• _TEXT TO READ_
────────────────────

With the practice of the open-air studio for painters during the 19th century (Barbizon school, impressionists…), the artist got used to represent the immediate motif he had in front of him. When photography appeared, a painting of the street in big cities naturally took place, with the daily wandering of the streams of passers-by, the feeling of depersonalization at work in the metropolis or the beauty emerging from a certain chaos.

As early as 1877, the British photographer John Thomson, accustomed to field photography during his travels in Asia, took portraits of the inhabitants of London, focusing in particular on small trades such as children shining shoes or itinerant fruit and vegetable sellers. He published these photographs under the name Street Life in London. In France, a few years later, Eugene Atget made a picture of old Paris, also a portrait of the small jobs workers, in a solitary and mysterious quest, accentuating the interest of artists for street photography.

 

“Street opera”

The American Berenice Abbott, who discovered the work of the latter alongside Man Ray, was inspired. She herself showed prints to the young Walker Evans who was shocked. He would later say that Eugène Atget was his great source of inspiration, he would also become a very important street photographer.

────────────────────

• _WORK TO BE COMPLETED_
Set down the passage of the street photography text from "As early as" up to and including "important street photographer.", reproducing it precisely.

• _PROVIDED DATA_
────────────────────

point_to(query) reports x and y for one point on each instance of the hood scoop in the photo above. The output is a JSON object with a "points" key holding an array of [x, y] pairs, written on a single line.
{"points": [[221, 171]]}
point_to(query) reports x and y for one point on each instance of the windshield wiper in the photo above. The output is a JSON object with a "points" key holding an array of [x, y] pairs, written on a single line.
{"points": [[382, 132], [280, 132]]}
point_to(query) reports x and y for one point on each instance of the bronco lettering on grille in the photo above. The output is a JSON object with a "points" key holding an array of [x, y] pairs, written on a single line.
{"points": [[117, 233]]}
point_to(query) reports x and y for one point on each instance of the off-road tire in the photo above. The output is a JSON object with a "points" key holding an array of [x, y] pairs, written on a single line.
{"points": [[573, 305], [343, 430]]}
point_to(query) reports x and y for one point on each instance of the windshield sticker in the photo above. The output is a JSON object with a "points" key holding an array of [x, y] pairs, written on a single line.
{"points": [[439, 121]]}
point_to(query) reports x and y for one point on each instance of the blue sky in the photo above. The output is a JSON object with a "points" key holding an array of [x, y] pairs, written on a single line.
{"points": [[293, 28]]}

────────────────────

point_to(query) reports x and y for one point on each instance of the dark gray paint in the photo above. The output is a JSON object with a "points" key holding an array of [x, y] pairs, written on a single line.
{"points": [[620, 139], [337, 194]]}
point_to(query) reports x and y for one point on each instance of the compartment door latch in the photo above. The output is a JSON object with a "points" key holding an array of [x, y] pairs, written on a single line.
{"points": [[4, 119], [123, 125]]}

────────────────────

• _CORRECT OUTPUT_
As early as 1877, the British photographer John Thomson, accustomed to field photography during his travels in Asia, took portraits of the inhabitants of London, focusing in particular on small trades such as children shining shoes or itinerant fruit and vegetable sellers. He published these photographs under the name Street Life in London. In France, a few years later, Eugene Atget made a picture of old Paris, also a portrait of the small jobs workers, in a solitary and mysterious quest, accentuating the interest of artists for street photography.

 

“Street opera”

The American Berenice Abbott, who discovered the work of the latter alongside Man Ray, was inspired. She herself showed prints to the young Walker Evans who was shocked. He would later say that Eugène Atget was his great source of inspiration, he would also become a very important street photographer.